* What the exercise asks *
Reproduce the items below, switching every "Habitat-count request" to "Point-count request" and keeping everything else the same.

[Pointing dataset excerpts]
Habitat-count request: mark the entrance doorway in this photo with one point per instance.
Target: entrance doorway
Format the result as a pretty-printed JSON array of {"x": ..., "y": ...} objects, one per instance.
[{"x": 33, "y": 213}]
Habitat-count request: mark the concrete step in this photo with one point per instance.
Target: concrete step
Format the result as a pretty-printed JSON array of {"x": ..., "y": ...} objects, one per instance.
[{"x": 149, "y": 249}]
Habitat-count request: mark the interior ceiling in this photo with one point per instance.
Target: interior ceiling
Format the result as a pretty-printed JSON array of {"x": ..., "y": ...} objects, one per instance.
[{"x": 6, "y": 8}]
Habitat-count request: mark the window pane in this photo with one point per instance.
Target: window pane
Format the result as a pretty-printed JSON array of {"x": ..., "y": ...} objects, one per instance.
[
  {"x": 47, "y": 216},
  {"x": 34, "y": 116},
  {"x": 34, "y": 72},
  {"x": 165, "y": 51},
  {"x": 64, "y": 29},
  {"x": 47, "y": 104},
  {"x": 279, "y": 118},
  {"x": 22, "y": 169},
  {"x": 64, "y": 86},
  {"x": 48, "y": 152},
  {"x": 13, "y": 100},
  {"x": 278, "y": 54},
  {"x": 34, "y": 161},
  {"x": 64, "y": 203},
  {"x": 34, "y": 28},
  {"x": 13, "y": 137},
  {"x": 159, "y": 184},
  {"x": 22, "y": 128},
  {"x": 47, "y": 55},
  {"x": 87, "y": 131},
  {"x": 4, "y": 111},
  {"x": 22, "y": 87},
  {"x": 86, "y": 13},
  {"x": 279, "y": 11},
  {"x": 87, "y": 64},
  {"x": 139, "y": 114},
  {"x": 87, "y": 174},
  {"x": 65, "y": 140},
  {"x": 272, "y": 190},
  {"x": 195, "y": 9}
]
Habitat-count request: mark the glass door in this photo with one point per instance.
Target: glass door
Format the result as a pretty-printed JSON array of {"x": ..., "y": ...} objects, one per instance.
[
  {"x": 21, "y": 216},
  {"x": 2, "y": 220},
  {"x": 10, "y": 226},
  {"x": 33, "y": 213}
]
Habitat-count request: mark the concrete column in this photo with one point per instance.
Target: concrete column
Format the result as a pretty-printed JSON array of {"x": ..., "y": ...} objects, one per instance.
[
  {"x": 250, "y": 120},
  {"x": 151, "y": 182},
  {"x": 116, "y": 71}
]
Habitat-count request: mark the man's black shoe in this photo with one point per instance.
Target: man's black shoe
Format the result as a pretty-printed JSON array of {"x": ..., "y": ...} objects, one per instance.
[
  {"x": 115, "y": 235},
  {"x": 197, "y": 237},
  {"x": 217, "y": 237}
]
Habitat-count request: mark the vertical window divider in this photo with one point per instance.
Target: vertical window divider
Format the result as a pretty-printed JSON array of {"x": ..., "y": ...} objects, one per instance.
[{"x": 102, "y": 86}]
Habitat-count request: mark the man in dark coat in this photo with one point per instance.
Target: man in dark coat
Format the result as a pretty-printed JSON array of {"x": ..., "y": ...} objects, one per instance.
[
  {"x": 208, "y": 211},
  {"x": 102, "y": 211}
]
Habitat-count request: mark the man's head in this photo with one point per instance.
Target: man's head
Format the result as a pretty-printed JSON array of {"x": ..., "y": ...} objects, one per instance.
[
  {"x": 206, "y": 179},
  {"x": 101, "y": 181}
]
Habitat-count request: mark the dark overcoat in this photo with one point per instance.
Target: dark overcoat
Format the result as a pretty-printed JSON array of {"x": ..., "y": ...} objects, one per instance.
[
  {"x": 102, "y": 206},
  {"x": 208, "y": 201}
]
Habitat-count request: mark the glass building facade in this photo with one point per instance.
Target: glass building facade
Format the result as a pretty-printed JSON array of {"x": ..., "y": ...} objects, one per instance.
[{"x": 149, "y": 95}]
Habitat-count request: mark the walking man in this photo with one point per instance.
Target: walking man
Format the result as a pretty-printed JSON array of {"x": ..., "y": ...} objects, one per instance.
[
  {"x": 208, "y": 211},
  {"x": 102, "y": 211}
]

* Exercise response *
Point-count request: mark the entrance doorway in this photo with one point per instance.
Target: entrance doorway
Format the result as a pretty-printed JSON array of {"x": ..., "y": ...} objects, one per instance.
[{"x": 33, "y": 213}]
Point-count request: mark the concrete step in this photo with one point per instance.
Target: concrete step
Format the result as a pretty-printed JSON array of {"x": ..., "y": ...} objects, one per instance.
[{"x": 149, "y": 249}]
Point-count request: mark the interior ceiling in this photo with one point per instance.
Target: interior ceiling
Format the result as a pretty-printed JSON array of {"x": ..., "y": ...} objects, one per instance.
[{"x": 6, "y": 8}]
Point-count request: mark the window pane in this photo with one point per instance.
Target: window pane
Format the result as a pretty-printed JSON array of {"x": ..., "y": ...} objects, one per instance.
[
  {"x": 47, "y": 216},
  {"x": 34, "y": 116},
  {"x": 34, "y": 72},
  {"x": 165, "y": 51},
  {"x": 64, "y": 29},
  {"x": 47, "y": 104},
  {"x": 279, "y": 118},
  {"x": 22, "y": 169},
  {"x": 64, "y": 86},
  {"x": 48, "y": 152},
  {"x": 13, "y": 100},
  {"x": 278, "y": 54},
  {"x": 34, "y": 161},
  {"x": 64, "y": 203},
  {"x": 34, "y": 28},
  {"x": 13, "y": 137},
  {"x": 159, "y": 184},
  {"x": 22, "y": 128},
  {"x": 47, "y": 55},
  {"x": 87, "y": 131},
  {"x": 4, "y": 111},
  {"x": 22, "y": 87},
  {"x": 86, "y": 13},
  {"x": 279, "y": 11},
  {"x": 87, "y": 64},
  {"x": 139, "y": 114},
  {"x": 87, "y": 174},
  {"x": 65, "y": 140},
  {"x": 272, "y": 190},
  {"x": 195, "y": 9}
]
Point-count request: mark the glass door in this photo with one point per instance.
Target: glass door
Format the result as a pretty-printed JSON array of {"x": ..., "y": ...} objects, one per instance.
[
  {"x": 21, "y": 216},
  {"x": 2, "y": 220},
  {"x": 10, "y": 226},
  {"x": 33, "y": 213}
]
Point-count request: mark the concrete column in this photo with one point per instance.
Target: concrete column
Format the result as a pretty-printed JSON array of {"x": ..., "y": ...} objects, one per instance.
[
  {"x": 250, "y": 120},
  {"x": 151, "y": 182},
  {"x": 116, "y": 71}
]
Point-count request: mark the man's black shoe in this photo with one point per instance.
Target: man's black shoe
Format the result as a pretty-printed JSON array of {"x": ..., "y": ...} objects, one per instance.
[
  {"x": 115, "y": 235},
  {"x": 197, "y": 237},
  {"x": 217, "y": 237}
]
Point-count request: mark the vertical window divider in this photo with one point per instance.
Target: vertical window divider
Format the result as a pretty-printed JSON array of {"x": ..., "y": ...} objects, one per instance.
[{"x": 102, "y": 86}]
Point-count request: mark the man in dark coat in this photo with one point per instance.
Target: man in dark coat
Format the result as a pretty-printed JSON array of {"x": ..., "y": ...} objects, one per instance.
[
  {"x": 208, "y": 211},
  {"x": 102, "y": 211}
]
Point-count request: mark the man's head in this photo with one point per instance.
Target: man's head
Format the result as a pretty-printed JSON array of {"x": ..., "y": ...} objects, one per instance.
[
  {"x": 206, "y": 179},
  {"x": 101, "y": 181}
]
Point-count request: mark the dark overcoat in this photo with one point per instance.
Target: dark overcoat
Format the result as a pretty-printed JSON array of {"x": ..., "y": ...} objects, one per instance.
[
  {"x": 102, "y": 206},
  {"x": 208, "y": 201}
]
Point-count request: mark the glass building facade in this photo with one point per instance.
Target: glass building facade
Format the result as a pretty-printed JSON array of {"x": ..., "y": ...} objects, one per instance.
[{"x": 149, "y": 95}]
Point-count request: mark the walking man in this photo with one point per instance.
Target: walking man
Format the result as a pretty-printed JSON array of {"x": ..., "y": ...} objects, one per instance.
[
  {"x": 208, "y": 211},
  {"x": 102, "y": 211}
]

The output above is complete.